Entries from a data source
◆ ◆ ◆ ◆ ◆ ◆ ◆
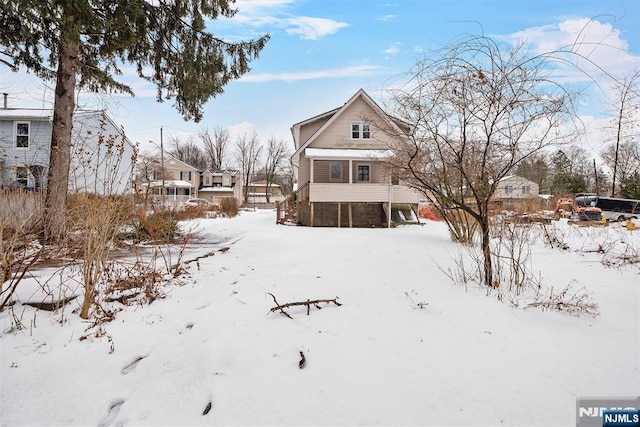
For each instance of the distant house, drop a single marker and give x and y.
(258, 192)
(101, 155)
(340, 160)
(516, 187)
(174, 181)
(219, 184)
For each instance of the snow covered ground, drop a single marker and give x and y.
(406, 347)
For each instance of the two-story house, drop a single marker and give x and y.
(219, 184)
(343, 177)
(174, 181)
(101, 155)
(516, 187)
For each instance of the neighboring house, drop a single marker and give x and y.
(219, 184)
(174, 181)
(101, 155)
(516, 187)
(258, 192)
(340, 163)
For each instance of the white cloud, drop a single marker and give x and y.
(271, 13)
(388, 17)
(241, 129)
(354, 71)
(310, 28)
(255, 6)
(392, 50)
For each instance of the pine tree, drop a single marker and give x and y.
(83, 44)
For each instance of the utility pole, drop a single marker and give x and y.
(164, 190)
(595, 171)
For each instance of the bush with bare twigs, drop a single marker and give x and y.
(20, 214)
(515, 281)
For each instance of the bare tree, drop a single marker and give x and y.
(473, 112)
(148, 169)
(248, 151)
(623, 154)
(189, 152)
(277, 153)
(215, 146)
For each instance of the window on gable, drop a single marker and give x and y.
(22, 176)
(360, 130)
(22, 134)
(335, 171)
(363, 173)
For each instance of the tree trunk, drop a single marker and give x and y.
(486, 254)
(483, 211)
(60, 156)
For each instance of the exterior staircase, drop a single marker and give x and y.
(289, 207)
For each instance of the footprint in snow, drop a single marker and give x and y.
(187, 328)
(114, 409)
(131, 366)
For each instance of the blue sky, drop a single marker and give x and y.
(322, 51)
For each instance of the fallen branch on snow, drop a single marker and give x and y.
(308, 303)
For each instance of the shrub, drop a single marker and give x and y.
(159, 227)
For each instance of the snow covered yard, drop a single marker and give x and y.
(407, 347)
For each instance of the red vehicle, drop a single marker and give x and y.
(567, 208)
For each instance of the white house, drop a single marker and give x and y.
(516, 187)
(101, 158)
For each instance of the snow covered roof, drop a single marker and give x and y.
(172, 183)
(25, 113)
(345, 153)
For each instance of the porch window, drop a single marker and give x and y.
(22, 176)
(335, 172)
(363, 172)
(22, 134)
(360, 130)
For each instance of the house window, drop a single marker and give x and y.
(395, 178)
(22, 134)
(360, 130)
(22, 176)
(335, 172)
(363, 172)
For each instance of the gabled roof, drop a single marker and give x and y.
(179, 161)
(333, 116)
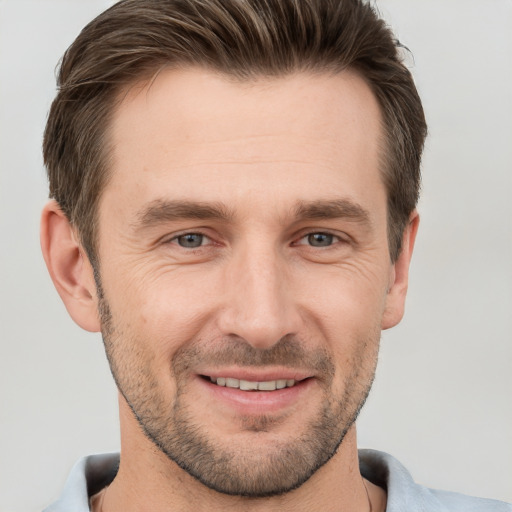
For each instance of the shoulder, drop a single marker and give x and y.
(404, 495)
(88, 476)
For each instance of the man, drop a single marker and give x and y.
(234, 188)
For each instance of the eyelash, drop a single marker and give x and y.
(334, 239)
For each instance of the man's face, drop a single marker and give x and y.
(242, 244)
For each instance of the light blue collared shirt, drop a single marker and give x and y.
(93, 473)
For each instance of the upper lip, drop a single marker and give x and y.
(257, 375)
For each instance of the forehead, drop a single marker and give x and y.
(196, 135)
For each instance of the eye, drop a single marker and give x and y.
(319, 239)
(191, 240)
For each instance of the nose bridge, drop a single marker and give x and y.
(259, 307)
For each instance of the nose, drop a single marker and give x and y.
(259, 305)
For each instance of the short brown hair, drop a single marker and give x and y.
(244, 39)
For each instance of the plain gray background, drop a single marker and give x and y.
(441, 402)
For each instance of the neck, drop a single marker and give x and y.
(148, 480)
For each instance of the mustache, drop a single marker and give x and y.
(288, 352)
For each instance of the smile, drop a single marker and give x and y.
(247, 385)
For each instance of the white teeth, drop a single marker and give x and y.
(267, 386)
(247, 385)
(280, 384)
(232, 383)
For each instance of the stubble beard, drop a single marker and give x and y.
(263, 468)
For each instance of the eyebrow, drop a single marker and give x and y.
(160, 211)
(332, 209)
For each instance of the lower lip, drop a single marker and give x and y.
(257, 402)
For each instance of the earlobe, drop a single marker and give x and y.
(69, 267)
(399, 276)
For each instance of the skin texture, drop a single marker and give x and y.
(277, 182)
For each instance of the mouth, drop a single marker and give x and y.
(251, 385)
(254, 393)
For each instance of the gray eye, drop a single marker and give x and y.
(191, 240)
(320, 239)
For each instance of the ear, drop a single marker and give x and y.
◆ ◆ ◆ ◆ ◆ ◆ ◆
- **Challenge**:
Reproduce the stretch of the entries from the line containing "For each instance of the white teeth, drop" through the end of the entries, requests included, adding 54 to every x and y coordinate in the answers.

- **Response to this exercise**:
For each instance of the white teeth, drop a single marker and give x and y.
(321, 440)
(301, 439)
(334, 438)
(286, 437)
For each instance of the stubble beard, drop a single marker and give x and y.
(317, 522)
For each instance of the eyebrow, drop a single marker and give x and y.
(214, 265)
(386, 263)
For each instance of the lower lip, drop a single marker and give x and y.
(311, 456)
For each instance of the earlobe, drop a single marker and give x and y.
(123, 321)
(453, 330)
For each instance of the skin texture, drop a single marker and give x and y.
(331, 236)
For each instance of the mouth, drop a single marker and give x and y.
(305, 439)
(308, 447)
For each instance of the gray eye, drop a single marker and give x and y.
(245, 294)
(374, 293)
For each instance of the ear, drop a single marker and give x and y.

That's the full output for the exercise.